Every Monday before an LPGA event, the tour hosts a qualifier. The field in this 18-hole all-or-nothing event is now limited to 48 players vying for two elusive spots in the tournament that week. Players commonly refer to these qualifiers as “two-spotters,” and attempt to get into the field this way as “two-spotting.” I’ve been there before. It’s the way I gained entry into my first two LPGA events.

A good round on Monday and a few good rounds throughout the week could change the trajectory of a player’s career. Call it long shots or hopefuls, it is not out of the question. Two LPGA players have received their tour card through Monday qualifying and gone on to win the event – Laurel Keen in 2000 and Brooke Henderson in 2015 at the Cambia Portland Classic. Five players have done the same on the PGA Tour. Most qualifiers will not go on to win the event and earn tour status, but it is still a magical moment when it happens. Last year, Michael Visacki’s video went viral when he Monday qualified and called his dad crying saying, “I made it.”


I’ll never forget the joy I felt when I qualified for my first LPGA Tour event in 2016 at the ShopRite LPGA Classic. Tears flooded my eyes from emotions I couldn’t even describe. Hearing my dad’s voice saying, “you did it” was overwhelming – a simple yet accurate description of the moment. I did it again in 2019 and I hope to follow suit in 2022.

I thought that my first crack at it would be this past Monday. The last full week of January, the LPGA Tour hosts its second event of the season, the Gainbridge LPGA at Boca Rio Golf Club. Living in Jupiter, it’s a short drive down to Boca and an easy Monday qualifier to attend. Entry priority is given first to LPGA members, followed by Epson Tour members based on status. I was in the field for the majority of the entry process until the deadline hit on January 21st when I was bumped to the third alternate. I was disappointed, but there was still a chance I’d be moved into the field. On Sunday, I rose to first alternate.

On Monday morning, I packed up my bags and headed down to Boca Rio knowing there was a chance a player dropped out and I’d be called onto the tee. From 7 a.m. to 10:15 a.m. I sat on the cart path curb watching players warm up. As each tee time approached, I counted the bags on the tee to make sure everyone was there. It was cold, an unseasonable winter chill hitting South Florida. I felt colder as I watched group after group tee off.

------------------------------

Task to carry out: Extend the account of Monday qualifying beyond its final sentence, about that morning at Boca Rio.

------------------------------

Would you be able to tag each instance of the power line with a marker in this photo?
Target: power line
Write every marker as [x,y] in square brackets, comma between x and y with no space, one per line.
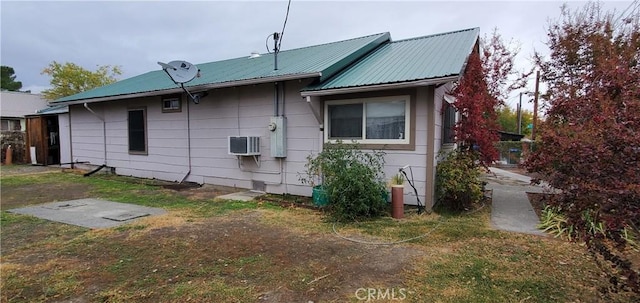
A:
[620,17]
[285,24]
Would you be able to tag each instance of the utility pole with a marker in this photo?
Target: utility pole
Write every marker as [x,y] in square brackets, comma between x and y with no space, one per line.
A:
[520,115]
[535,107]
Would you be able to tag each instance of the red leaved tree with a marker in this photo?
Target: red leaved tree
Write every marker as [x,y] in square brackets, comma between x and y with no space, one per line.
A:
[590,140]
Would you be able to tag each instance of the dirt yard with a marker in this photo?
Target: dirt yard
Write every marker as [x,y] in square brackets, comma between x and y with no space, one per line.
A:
[207,250]
[162,257]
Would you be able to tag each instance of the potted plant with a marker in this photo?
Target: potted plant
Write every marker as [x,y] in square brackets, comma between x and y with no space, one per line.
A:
[397,196]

------------------------------

Result for this exercise:
At 10:15, the final group got their tee shots airborne. My bag never found its way out of the darkness of my car.

I missed work on Monday.

Disappointment didn’t quite hit the level of deflating. A lot of people would chalk it up as a waste of my time. In my eyes, I don’t see it that way at all. I learned what it feels like to actually miss Monday; to miss the nerves on the first tee; to miss the puzzle of each hole and to miss the pressure putt on 18 to win it all.

To miss an opportunity is to learn the value of the opportunity itself. I imagine there are many girls so focused on making it to Thursday, they forget what a privilege it is to be there on Monday. I’ve found myself as one of those girls before.

This happens in other events too. The desire for success takes away the gratitude for the opportunity. If only in that moment, others could see through the eyes of the alternate. This doesn’t just apply to the world of golf. We get so focused on where we want to go that we lose appreciation for where we are right now. It’s a challenge to keep that balance, but it’s something I’ll keep in mind as I go throughout this season.

Until the next opportunity comes my way, there will be no spoons under my pillow and the tags on my pajamas won’t be visible. Because after all, some of us are lucky enough to get to show up for work on Monday.